→ Direction 1: In the records below, copy every line from the start of the records through the line containing "[[217, 158], [230, 175]]", requests included, and increase each coordinate in the answers by 57.

→ Text extract:
# Preservative for Firefree Roof Tiles



## cdwi (May 18, 2009)

I am an unlucky owner of a Firefree Roof which is the cement fiber product that simulates slate. It was an expensive install, lifetime warranty -- yada yada yada -- however, they went bankrupt and any class action suits have been closed. We had a small tornado that damaged our roof. I was able to beg, borrow and steal for some new tiles (20 bundles) but not enough for the job. I can harvest some off our cottage but they are so brittle that I fear it will be a difficult job to remove them undamaged. Does anyone have any suggestions on a product that could be sprayed or painted on the existing tiles that would bring some life back in them and also protect them from further wind and sun damage? I'm interested in opinions from people who don't necessarily have an interest in the sale. Pleezzzzz... HELP!!!!


----------



## Ron6519 (Mar 28, 2007)

[Pointing and labeling entries]

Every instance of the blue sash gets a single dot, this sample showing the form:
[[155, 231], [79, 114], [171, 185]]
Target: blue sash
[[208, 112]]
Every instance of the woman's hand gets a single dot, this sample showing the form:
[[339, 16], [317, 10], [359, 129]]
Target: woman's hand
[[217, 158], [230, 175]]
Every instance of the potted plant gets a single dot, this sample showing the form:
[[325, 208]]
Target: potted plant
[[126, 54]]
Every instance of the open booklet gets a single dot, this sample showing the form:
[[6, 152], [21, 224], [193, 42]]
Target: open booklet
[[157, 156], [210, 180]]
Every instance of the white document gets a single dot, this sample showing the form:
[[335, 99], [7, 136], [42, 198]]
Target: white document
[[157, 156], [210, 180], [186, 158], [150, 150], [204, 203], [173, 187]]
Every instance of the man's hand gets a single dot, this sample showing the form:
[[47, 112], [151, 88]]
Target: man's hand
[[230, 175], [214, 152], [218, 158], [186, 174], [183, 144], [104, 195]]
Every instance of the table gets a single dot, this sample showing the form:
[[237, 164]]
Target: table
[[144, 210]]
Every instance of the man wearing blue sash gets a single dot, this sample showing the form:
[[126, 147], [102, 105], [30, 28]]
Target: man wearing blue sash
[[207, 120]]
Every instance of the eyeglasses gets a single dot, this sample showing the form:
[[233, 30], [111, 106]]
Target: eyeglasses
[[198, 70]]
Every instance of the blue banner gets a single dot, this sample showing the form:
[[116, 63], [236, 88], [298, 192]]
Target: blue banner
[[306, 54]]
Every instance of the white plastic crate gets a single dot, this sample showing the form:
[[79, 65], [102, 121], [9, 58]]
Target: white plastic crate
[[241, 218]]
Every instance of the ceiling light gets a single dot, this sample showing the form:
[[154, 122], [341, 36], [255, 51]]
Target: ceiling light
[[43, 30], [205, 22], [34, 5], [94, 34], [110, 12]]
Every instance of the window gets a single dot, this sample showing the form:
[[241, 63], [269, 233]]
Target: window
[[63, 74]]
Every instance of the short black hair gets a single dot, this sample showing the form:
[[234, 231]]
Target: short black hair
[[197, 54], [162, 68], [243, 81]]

→ Direction 2: Resume the forum thread on preservatives for Firefree roof tiles from the point where it stops.

→ Exercise answer 1:
Every instance of the blue sash gets a single dot, this sample showing the form:
[[155, 231], [79, 114], [171, 185]]
Target: blue sash
[[265, 169]]
Every instance of the woman's hand gets a single dot, this sample showing the form:
[[339, 16], [317, 10], [359, 129]]
Target: woman's hand
[[274, 215], [287, 232]]

→ Exercise answer 2:
Sorry, but you're beating a dead horse with this roof. Spending any money what so ever to get more of it is...questionable.
Remove the roof, put it in a dumpster and put something over your head from a company still in business.
If you really want to beat this horse. save the usable tiles for the cottage.
Ron


----------



## cdwi (May 18, 2009)

*Re-roofing*

:furious:I looked into that option and 2 bids came in the $60,000 range for just the main house. My insurance company seems only interested in fixing -- not replacing. This lifetime guarantee only ran 10 years. Never ever again will I be sold on any new product without a history. Live and learn...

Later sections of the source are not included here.